(Selected extract begins)

If you are facing your first winter in a snowy climate, ask someone to teach you how to drive in icy conditions before the first blizzard. You may feel foolish, and they will definitely laugh at you, but the first time you feel your car start to slide, you’ll be glad you did.
For us, just saying “I’m from Texas” is often enough to have our clients offer free driving lessons, icy conditions or not.
Air Travel Tips
Since 9/11, keeping track of the rules for air travel and getting through Security checkpoints has become more of a challenge, but the airlines have made a sincere effort to help.
Every airline and airport website has information about security requirements and how much time will be required to get to your gate. Experienced travelers quickly learn to avoid the busiest times of the day and week. In fact, we don’t know a single traveling consulting who would consider flying on the day before Thanksgiving under any circumstances.
Airport websites will also give you information about other amenities that are available in the terminals. For instance, did you know that the Hong Kong airport has showers and rooms where you can take a nap? After a long flight across the Pacific ocean, a shower is a wonderful way to spend your three-hour layover between connecting flights.
The airport in Portland, Oregon, has a great mall. You can get all your Christmas shopping done between flights and have the items you bought shipped home. Oh, and did we mention that Oregon doesn’t have sales tax?

(Selected extract ends)
(Entries provided begins)

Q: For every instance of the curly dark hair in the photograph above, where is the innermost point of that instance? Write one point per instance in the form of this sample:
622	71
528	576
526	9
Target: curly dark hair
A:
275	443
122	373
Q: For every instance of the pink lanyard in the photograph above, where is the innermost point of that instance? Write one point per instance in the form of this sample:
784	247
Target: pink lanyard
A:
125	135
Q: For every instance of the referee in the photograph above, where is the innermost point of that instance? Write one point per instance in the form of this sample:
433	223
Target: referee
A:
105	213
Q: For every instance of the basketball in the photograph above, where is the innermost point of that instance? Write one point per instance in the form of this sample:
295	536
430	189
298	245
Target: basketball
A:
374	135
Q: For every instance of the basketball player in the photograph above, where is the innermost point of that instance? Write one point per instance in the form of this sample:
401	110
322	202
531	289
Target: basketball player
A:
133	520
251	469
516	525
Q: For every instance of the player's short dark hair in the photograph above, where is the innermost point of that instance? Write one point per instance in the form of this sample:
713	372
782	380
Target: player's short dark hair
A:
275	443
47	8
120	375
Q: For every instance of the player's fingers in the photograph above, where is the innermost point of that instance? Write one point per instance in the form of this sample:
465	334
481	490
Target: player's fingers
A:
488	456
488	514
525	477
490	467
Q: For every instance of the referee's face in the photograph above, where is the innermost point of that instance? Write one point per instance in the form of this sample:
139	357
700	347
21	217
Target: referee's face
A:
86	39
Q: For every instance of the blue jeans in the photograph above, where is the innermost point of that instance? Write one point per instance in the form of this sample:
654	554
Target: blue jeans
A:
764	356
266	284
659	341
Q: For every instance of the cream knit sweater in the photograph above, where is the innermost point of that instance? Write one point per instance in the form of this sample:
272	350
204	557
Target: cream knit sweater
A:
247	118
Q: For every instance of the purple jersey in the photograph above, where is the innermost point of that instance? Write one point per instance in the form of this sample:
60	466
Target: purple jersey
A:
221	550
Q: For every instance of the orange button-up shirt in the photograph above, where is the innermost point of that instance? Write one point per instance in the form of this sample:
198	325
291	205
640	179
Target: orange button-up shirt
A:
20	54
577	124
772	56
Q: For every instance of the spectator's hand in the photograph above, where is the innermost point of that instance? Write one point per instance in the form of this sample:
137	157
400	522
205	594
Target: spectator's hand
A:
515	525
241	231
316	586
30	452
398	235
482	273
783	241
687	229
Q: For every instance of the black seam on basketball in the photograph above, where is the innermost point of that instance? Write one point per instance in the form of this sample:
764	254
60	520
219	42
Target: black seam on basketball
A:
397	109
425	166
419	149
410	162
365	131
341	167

(Entries provided ends)

• _Problem set_:
(A) According to the travel tips text, what does the Hong Kong airport offer travelers?
(B) Translate this sentence from the travel tips text into Spanish: "Every airline and airport website has information about security requirements and how much time will be required to get to your gate."
(C) Pick up the travel tips text after its final sentence and carry it forward in the same voice.

• _Answer section_:
(A) It has showers and rooms where you can take a nap.

(B) Todos los sitios web de aerolíneas y aeropuertos tienen información sobre los requisitos de seguridad y el tiempo que se necesitará para llegar a la puerta de embarque.

(C)
The San Francisco airport has twenty different museum galleries that rotate art, culture and science exhibitions on a regular schedule. At SFO, you can’t avoid being entertained and educated while you travel.
Here are some other tips for making air travel easier:
When you make your reservations, ask for a seat near the front of the plane. Airlines assign seats back-to-front and families traveling with children tend to plan further ahead than business travelers, so the shrieking three year-olds are usually in the back of the plane.
Always request the Exit Row. Children aren’t permitted, and you get more legroom.
Wear earplugs or invest in some good noise-canceling headphones if you plan to sleep. People talk louder on airplanes.
Planes have only 3% humidity, so you get dehydrated quickly. Carry a bottle of water on board. (This will also keep your feet from swelling.) To keep costs and carryon weight low, carry an empty bottle and ask the flight attendant to fill it for you. On international flights, there is usually a water fountain available for passengers to serve themselves.
When they say, “Limit two carry-on bags,” assume they really mean it and be prepared to check everything but your purse, briefcase and laptop. A good alternative if you are in a hurry is to “gate check” your bags. Especially with smaller commuter flights, this means you get your bags immediately when you get off the plane with no stop at baggage claim.
Pay attention to the safety speech every once in a while. Like washing your car to make it rain, it’s just good karma. We’ve asked, and yes, most flight attendants feel just as silly giving the speech as you do listening to it, but the fact that no one is listening just makes their job harder.
To prevent a stiff neck from sleeping on a plane, ask the flight attendant for a blanket, roll it up and wrap it around your neck before you fall asleep. Your head won’t roll from side-to-side, you won’t snore and you won’t look nearly as ridiculous as those people drooling on their neighbor’s shoulder. They make C-shaped pillows that do this, but that’s just one more thing to carry with you. We prefer to travel light.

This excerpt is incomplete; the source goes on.